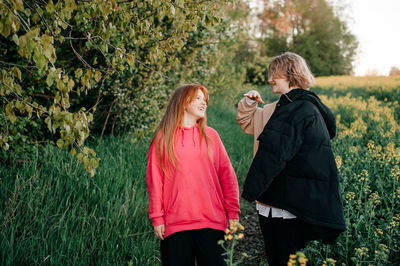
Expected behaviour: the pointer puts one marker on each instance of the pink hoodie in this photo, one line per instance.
(201, 193)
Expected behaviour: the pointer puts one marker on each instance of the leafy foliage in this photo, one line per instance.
(60, 61)
(312, 29)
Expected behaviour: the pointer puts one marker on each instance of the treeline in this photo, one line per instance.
(68, 68)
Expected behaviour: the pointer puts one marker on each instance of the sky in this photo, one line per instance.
(376, 25)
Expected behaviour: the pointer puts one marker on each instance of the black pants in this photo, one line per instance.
(282, 237)
(183, 248)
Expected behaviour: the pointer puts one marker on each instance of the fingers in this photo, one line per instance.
(254, 95)
(159, 231)
(233, 222)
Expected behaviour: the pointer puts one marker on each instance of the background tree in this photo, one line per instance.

### What the task requires
Please reprint the rows starting with the one that contains "fingers in this photo, one line per instance." and going on through the last row, both included, swapping "pointer" for "cursor" and keeping everything else unchanged.

### The completed task
Expected behaviour: the cursor puts one marker on each instance of the fingers in this photo, one line per instance.
(254, 95)
(159, 231)
(233, 222)
Expected behaviour: the cursor puts one marker on each instance of the background tree in this photo, one line per instance.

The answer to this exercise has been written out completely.